* START Task inputs *

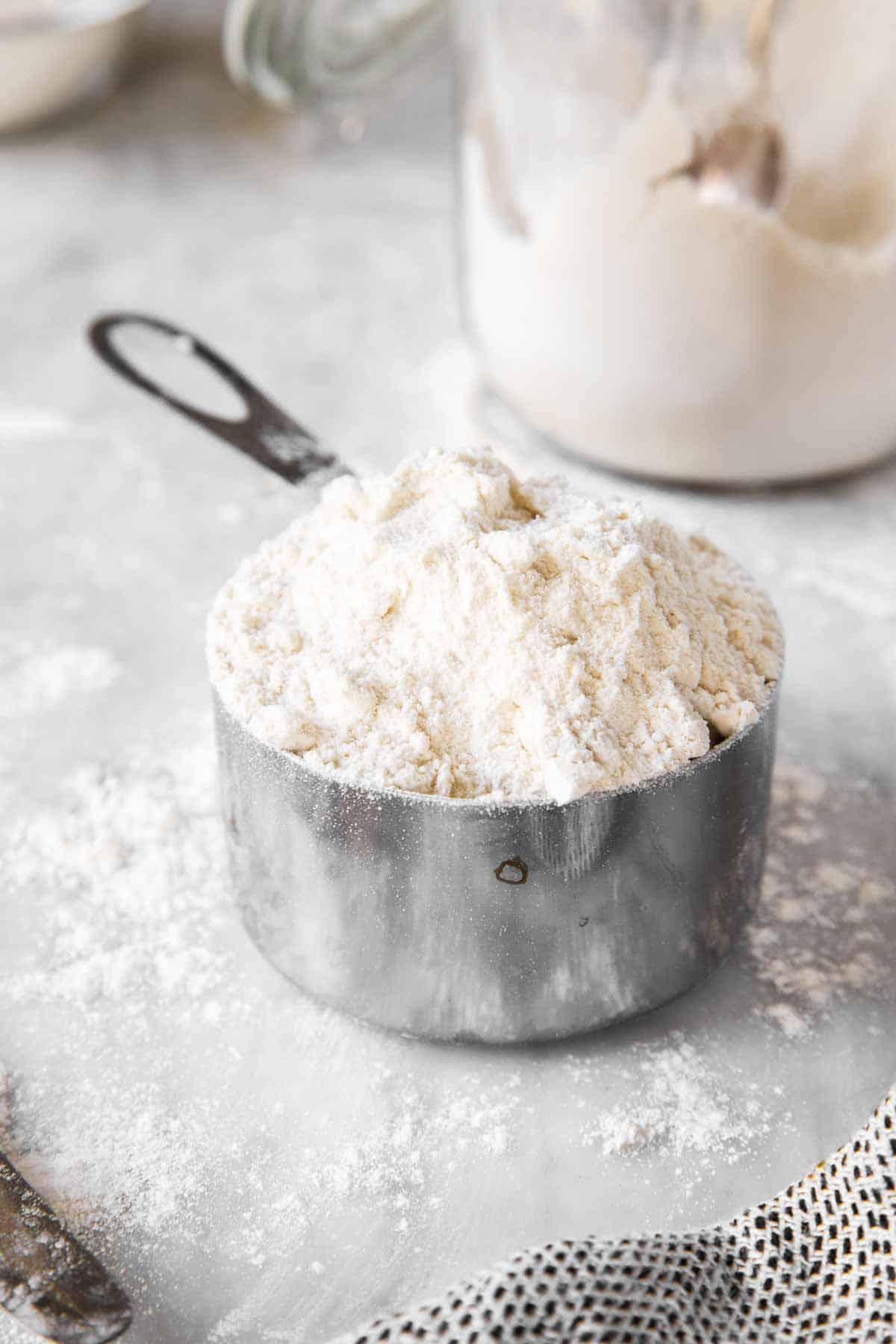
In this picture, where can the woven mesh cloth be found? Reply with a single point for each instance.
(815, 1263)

* END Task inputs *
* START Task inputs *

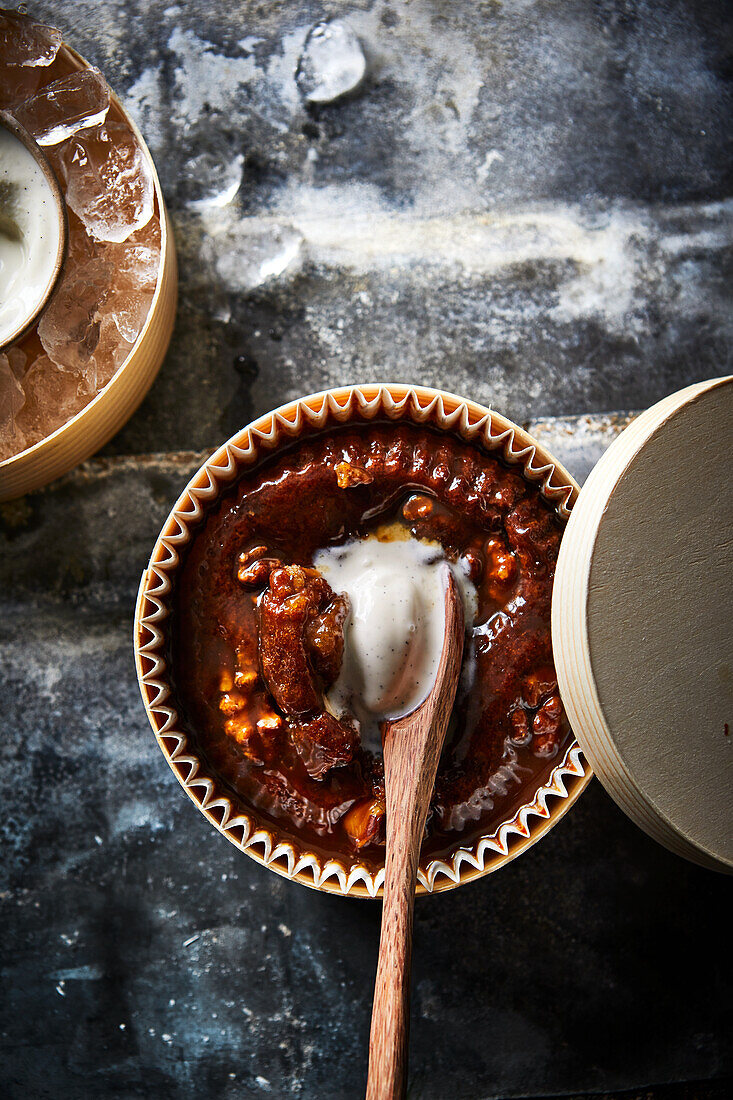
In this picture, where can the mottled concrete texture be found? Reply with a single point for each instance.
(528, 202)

* END Task inputs *
* START Task inputs *

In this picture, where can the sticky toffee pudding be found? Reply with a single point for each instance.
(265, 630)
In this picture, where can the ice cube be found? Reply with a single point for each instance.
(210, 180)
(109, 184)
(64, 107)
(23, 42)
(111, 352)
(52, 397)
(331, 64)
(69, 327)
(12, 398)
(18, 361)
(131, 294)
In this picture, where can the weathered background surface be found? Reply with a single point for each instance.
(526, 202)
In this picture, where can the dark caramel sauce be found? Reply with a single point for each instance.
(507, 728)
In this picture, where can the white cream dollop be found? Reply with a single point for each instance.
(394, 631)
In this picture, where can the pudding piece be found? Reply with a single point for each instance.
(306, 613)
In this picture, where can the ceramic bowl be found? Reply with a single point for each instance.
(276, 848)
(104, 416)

* END Task inputs *

Retype the data character for character, starting at the line that contains "In this picture, where can the woven" and ending at the line that contains "(815, 1263)", including both of those lines.

In this picture, where can the woven mesh cloth be found? Reply with a single point for each instance.
(815, 1263)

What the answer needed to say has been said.